* INSTRUCTIONS TO FOLLOW *
Which lines run from the one containing "Doubt it, but the hillside" through the end of the material? Transcribe them word for word, and only them.

((

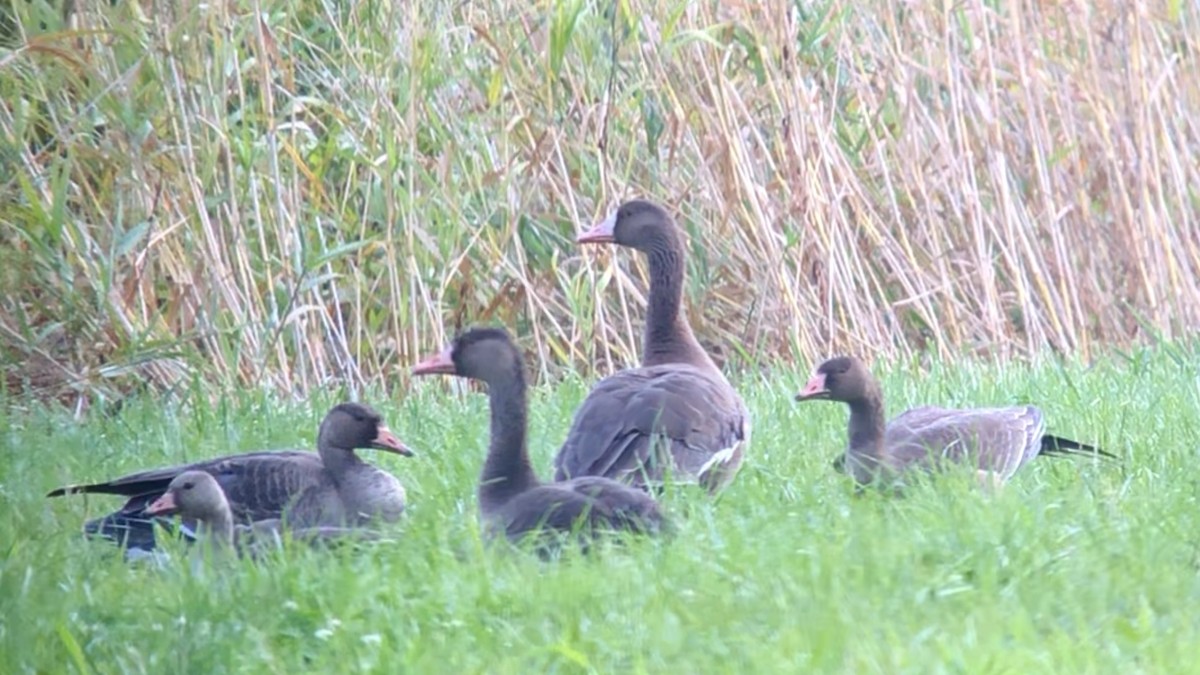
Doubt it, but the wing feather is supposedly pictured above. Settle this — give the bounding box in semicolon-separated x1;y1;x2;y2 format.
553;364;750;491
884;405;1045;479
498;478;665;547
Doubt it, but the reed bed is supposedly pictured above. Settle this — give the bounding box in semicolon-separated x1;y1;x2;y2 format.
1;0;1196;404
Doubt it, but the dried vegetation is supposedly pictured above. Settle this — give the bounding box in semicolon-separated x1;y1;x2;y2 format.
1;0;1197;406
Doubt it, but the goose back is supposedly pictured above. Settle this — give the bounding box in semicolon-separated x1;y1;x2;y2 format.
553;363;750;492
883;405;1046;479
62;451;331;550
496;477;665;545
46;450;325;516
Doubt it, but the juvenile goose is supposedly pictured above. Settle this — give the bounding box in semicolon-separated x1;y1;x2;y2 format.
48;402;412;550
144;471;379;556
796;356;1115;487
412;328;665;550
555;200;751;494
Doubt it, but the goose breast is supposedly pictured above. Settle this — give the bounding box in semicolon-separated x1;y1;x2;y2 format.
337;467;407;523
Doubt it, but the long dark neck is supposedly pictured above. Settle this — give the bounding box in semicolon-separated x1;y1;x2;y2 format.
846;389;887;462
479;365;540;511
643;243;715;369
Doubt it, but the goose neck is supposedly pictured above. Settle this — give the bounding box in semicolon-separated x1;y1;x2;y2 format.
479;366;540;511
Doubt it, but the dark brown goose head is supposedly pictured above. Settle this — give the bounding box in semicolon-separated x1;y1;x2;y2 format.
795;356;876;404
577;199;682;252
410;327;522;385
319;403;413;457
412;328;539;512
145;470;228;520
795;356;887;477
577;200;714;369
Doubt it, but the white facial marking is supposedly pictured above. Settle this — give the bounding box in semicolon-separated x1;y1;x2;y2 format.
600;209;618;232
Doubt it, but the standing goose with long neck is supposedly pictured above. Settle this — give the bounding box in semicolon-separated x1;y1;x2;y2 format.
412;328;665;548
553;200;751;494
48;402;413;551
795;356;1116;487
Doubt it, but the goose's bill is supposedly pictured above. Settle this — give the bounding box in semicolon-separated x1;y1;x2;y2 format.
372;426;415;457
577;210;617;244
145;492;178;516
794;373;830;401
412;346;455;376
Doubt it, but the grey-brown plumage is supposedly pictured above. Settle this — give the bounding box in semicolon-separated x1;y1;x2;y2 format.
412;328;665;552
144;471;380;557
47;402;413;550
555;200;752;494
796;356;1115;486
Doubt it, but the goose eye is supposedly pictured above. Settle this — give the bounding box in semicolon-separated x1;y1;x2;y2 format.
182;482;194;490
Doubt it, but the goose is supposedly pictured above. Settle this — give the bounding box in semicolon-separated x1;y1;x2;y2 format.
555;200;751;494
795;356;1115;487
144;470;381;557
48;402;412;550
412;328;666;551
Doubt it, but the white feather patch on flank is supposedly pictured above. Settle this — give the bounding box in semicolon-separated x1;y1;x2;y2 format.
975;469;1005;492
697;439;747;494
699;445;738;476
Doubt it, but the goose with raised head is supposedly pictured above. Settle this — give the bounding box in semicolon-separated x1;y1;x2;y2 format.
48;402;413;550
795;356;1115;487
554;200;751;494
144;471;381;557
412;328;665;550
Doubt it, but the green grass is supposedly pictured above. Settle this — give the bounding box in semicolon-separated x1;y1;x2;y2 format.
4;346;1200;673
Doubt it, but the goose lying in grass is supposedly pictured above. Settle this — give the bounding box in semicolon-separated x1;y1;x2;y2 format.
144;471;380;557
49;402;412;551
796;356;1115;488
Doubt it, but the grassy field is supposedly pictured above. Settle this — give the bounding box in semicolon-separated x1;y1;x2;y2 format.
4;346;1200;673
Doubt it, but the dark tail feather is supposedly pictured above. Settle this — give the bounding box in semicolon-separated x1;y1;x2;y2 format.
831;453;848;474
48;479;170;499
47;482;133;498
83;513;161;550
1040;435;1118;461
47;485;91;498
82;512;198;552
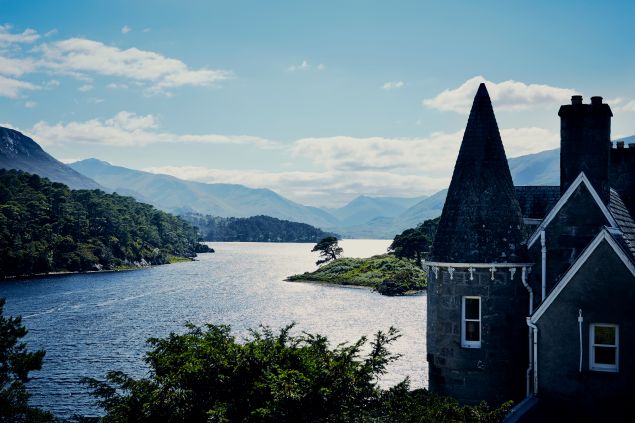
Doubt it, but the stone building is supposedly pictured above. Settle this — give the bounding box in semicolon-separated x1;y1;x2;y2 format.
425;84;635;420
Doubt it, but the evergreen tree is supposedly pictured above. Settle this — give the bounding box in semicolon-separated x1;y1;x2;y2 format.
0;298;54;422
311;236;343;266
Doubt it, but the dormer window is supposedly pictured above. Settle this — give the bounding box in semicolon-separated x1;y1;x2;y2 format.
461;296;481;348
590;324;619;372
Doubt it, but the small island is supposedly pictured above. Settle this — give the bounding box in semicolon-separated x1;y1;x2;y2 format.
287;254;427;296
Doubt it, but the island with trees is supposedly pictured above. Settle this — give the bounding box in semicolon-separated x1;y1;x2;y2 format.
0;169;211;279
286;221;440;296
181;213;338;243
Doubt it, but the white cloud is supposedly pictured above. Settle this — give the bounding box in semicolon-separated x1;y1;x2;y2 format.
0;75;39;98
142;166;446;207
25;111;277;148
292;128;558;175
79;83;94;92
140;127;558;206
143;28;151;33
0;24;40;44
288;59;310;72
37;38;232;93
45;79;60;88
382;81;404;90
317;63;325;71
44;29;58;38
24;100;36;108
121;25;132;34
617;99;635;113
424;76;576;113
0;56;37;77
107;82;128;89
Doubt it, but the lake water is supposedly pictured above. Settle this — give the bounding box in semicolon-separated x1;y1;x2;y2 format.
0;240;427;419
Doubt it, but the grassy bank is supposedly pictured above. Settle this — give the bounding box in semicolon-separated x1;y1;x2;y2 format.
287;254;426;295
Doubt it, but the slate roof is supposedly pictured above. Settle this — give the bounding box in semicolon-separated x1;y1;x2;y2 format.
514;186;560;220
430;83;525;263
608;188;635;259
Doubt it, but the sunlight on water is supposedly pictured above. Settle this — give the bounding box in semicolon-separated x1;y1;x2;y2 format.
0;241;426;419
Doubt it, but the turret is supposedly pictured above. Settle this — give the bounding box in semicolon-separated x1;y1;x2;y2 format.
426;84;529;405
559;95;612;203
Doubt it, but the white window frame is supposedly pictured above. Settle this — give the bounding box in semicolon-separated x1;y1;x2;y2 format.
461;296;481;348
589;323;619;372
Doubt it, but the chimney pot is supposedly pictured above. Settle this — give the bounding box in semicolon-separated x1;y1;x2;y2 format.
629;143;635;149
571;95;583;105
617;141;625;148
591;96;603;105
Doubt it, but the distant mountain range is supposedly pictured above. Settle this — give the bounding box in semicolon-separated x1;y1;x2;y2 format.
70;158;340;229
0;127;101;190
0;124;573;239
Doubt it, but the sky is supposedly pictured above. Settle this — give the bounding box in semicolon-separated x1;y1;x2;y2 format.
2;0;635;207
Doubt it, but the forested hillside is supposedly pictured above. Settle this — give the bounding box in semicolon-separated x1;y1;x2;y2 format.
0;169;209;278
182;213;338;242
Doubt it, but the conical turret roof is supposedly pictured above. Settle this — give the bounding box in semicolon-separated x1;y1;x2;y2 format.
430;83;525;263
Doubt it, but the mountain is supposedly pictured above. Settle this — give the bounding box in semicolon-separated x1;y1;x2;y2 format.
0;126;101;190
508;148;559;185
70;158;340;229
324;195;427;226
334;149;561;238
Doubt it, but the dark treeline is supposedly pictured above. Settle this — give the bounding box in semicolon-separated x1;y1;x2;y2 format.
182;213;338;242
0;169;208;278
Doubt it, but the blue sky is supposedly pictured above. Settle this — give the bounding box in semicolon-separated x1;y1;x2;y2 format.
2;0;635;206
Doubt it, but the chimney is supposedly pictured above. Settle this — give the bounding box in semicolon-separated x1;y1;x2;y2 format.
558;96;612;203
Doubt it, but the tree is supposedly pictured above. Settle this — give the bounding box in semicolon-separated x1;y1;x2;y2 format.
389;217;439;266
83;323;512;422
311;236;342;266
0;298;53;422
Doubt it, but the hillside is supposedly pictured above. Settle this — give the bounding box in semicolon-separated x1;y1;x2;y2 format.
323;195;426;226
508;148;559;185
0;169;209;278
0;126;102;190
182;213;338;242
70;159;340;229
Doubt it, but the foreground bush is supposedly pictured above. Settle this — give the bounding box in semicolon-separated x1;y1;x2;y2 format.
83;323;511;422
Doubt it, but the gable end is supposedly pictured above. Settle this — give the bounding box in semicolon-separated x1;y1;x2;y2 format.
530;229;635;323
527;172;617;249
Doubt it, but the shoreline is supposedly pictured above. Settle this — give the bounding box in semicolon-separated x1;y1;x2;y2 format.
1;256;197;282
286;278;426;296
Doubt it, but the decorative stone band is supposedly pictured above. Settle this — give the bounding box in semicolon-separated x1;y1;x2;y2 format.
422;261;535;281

))

* RESULT OF THE TASK *
Doubt it, but the hillside is supposedly pictured above. Settle this — give the bounding box in semicolon-separated x1;y1;x2;y2 format.
323;195;426;226
508;148;559;185
0;169;209;278
0;126;102;190
182;213;338;242
70;159;340;229
Doubt it, but the foreground bush is supposedly pictured above. Settle this — give the bounding box in semicolon-separated x1;y1;x2;y2 format.
83;323;511;422
Doubt it, but the gable end is supposedly pictured above. Settle this — give the bounding box in semicolon-separated x1;y1;x2;y2 format.
530;229;635;323
527;172;617;249
Doubt it, but the shoreline is supposedly pictured above. Settle this — give the bounding box in semicolon-separated x1;y1;x2;y2 format.
1;256;197;282
286;278;426;296
Doubt it, but the decorative stone band is supposedly pictured above. Settle this — give the bounding box in semicolon-separated x1;y1;x2;y2 format.
422;261;535;281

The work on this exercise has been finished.